§ TASK ITEM
Set down the whole listing that follows, precisely as written.

§ RECORDS FOR THE TASK
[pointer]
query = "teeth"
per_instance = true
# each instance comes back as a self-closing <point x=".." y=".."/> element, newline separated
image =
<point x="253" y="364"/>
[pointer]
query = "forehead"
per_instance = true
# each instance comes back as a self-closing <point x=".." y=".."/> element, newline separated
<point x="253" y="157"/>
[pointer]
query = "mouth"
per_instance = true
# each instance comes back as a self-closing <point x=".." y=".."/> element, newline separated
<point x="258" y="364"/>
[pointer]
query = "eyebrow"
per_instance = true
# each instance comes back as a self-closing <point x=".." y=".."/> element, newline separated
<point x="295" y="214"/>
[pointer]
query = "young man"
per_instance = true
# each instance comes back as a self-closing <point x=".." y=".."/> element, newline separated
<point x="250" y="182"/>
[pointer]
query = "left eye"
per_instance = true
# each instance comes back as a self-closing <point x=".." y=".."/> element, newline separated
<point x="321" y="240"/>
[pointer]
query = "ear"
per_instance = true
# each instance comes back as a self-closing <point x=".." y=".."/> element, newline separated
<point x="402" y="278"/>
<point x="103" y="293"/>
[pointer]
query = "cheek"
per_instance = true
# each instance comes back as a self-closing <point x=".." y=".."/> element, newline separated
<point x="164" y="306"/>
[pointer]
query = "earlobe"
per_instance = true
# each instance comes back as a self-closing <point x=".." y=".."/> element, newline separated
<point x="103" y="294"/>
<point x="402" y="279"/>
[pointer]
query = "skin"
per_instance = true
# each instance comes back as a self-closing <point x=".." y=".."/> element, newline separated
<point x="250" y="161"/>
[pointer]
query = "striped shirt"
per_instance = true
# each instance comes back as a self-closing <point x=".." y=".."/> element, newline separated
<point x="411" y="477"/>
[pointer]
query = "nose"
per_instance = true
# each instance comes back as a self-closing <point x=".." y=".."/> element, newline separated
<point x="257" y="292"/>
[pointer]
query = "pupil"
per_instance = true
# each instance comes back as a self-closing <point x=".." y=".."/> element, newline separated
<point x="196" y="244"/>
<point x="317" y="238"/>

§ ANSWER FOR THIS EXERCISE
[pointer]
query = "teeth"
per_instance = true
# each instance comes back as a self-closing <point x=".." y=".."/> element, newline separated
image =
<point x="253" y="364"/>
[pointer]
query = "forehead"
per_instance = true
# each instance comes back as a self-closing <point x=".." y=".."/> element, newline separated
<point x="253" y="157"/>
[pointer]
query = "mouth"
per_instance = true
# each instance comes back as a self-closing <point x=".." y=".."/> element, newline separated
<point x="258" y="364"/>
[pointer]
query = "eyebrow"
per_instance = true
# each instance comes back as a self-closing <point x=".." y=".."/> element, newline separated
<point x="295" y="214"/>
[pointer]
query = "young man"
per_instance = true
# each instance comes back as a self-closing <point x=".." y=".."/> element, newline separated
<point x="250" y="182"/>
[pointer]
query = "left eye"
per_instance = true
# each instance comes back as a self-closing <point x=".." y=".."/> element, newline separated
<point x="321" y="240"/>
[pointer]
query = "ear"
per_instance = true
# each instance comes back as a self-closing <point x=".." y=".."/> element, newline separated
<point x="402" y="278"/>
<point x="103" y="293"/>
[pointer]
query = "cheek"
per_instance = true
# each instance comes back as a self-closing <point x=".." y=".."/> element, newline separated
<point x="164" y="306"/>
[pointer]
query = "earlobe"
per_instance = true
# each instance comes back as a self-closing <point x=".." y=".."/> element, newline separated
<point x="103" y="294"/>
<point x="402" y="279"/>
[pointer]
query = "skin"
per_instance = true
# each instance comes back as a self-closing <point x=".." y=".."/> element, newline separated
<point x="250" y="161"/>
[pointer]
query = "striped shirt"
per_instance = true
# each instance comes back as a self-closing <point x=".." y=".."/> element, newline separated
<point x="411" y="477"/>
[pointer]
query = "nose"
per_instance = true
# each instance comes back as a self-closing <point x=".." y=".."/> element, newline separated
<point x="257" y="292"/>
[pointer]
query = "pupil"
per_instance = true
# each instance comes back as a self-closing <point x=".." y=".."/> element, newline separated
<point x="196" y="244"/>
<point x="317" y="238"/>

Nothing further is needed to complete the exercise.